90-year-old Perry Green rewrote WSOP 2026 history. We tell the story of the veteran's record and his legendary battle with Stu Ungar 45 years ago.

Вячеслав БобовичJune 10, 2026
The Last of the Veterans: How a Fur Trader from Alaska Conquered WSOP Final Tables

May 2026, Las Vegas. At the final table of Event #21: $1,500 Omaha Hi-Lo sits a very old man. He is 90 years old. Young players in hoodies and headphones look at him with reverence. This is Perry Green — the man who played in the World Series of Poker back when half the players at this table weren't even born.

In 2026, he officially became the oldest player in poker history to reach the final table of an open WSOP tournament, finishing 6th and taking home $30,973. But this veteran is famous not only for his longevity. 45 years ago he was one of the key and dangerous players at the legendary Binion's Horseshoe casino, and he very nearly stopped the greatest genius in poker history.

........

- Required task a -
Count how many lines of the records contain the string "aurora", treating uppercase and lowercase as different, and give only the number.
The article about Perry Green and the records that follow it were taken from separate sources.

- Data shown -
........

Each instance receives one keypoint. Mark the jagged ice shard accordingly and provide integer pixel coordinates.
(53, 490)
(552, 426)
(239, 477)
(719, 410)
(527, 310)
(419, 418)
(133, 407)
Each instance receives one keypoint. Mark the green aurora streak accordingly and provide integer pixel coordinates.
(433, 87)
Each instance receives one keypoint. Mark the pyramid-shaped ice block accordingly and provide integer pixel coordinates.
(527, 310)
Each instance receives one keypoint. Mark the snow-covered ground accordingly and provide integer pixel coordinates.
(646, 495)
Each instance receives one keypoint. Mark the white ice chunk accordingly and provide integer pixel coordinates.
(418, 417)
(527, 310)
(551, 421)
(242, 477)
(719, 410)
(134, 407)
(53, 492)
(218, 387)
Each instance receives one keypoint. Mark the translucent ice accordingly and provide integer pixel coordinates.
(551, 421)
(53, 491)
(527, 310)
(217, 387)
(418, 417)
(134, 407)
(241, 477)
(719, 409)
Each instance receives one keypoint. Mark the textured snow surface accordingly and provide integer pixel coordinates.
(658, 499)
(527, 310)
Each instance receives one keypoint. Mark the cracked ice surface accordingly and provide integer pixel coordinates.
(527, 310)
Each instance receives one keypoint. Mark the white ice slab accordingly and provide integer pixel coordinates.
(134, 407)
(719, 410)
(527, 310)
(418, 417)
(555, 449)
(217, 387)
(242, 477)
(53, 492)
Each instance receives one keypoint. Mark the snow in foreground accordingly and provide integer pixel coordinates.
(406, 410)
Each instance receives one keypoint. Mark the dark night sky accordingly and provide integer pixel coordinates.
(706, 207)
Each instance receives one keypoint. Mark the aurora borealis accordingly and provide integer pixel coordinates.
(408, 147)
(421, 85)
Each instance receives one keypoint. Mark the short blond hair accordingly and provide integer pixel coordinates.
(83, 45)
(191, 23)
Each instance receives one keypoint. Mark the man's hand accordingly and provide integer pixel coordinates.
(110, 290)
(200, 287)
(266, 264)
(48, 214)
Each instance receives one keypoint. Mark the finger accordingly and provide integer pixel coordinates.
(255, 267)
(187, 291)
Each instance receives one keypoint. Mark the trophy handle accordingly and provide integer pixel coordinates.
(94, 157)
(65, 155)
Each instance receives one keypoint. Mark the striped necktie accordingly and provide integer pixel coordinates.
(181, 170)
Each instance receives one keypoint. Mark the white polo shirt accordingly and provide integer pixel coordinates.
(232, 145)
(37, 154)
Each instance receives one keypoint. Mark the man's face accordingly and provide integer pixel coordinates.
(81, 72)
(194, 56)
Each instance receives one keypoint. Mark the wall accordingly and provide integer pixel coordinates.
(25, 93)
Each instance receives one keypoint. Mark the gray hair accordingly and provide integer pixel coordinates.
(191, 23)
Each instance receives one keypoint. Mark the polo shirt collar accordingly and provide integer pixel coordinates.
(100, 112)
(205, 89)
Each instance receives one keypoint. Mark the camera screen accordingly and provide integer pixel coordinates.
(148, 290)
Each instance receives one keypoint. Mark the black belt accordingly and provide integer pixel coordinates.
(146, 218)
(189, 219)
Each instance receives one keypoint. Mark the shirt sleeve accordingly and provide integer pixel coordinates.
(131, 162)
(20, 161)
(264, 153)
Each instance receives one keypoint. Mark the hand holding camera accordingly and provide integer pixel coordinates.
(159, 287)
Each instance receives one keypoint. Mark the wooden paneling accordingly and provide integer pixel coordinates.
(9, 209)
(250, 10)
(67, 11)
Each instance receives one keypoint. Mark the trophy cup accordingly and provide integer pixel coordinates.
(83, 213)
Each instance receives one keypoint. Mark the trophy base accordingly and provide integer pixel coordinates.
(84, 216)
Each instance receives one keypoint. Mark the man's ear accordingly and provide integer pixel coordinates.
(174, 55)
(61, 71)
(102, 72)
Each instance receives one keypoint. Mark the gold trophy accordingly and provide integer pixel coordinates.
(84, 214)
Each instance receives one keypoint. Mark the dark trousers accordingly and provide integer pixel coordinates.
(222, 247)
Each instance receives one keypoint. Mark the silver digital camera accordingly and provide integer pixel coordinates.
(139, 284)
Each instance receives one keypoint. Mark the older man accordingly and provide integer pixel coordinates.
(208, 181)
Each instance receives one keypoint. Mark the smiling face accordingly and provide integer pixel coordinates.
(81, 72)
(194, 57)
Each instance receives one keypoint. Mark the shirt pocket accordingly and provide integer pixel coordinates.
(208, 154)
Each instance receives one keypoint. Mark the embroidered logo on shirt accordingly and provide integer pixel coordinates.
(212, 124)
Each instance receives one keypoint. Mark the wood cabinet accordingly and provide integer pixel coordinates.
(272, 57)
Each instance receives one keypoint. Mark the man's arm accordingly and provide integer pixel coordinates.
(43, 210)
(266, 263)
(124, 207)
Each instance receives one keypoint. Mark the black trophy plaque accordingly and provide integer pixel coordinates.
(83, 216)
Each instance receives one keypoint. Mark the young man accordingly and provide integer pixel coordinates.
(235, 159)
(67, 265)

........

- Required task b -
Write the next part of the article about Perry Green, picking up after its final sentence.

- Result a -
2

- Result b -
The Fur Trader

Green never considered himself a poker pro. He lived in Anchorage, Alaska, owned the largest fur company in the state, and traded in furs. Poker for him remained just a hobby, albeit a very expensive one.

Against the backdrop of cowboys in wide-brimmed hats and smoke-clouded high rollers, Perry stood out like a sore thumb. A devout Orthodox Jew, he refused on principle to play on the Sabbath and always sat at the table wearing a traditional kippah. At the same time, he displayed incredibly disciplined, academic, and fearless poker, for which the "old guard" like Doyle Brunson and Johnny Moss sincerely respected him. Green won his first WSOP bracelet in 1976 in a lowball tournament. In 1977 he took a second. And in 1979 he claimed a third
in classic No-Limit Hold'em.

With three gold bracelets under his belt, Green was ready for the biggest challenge of his life.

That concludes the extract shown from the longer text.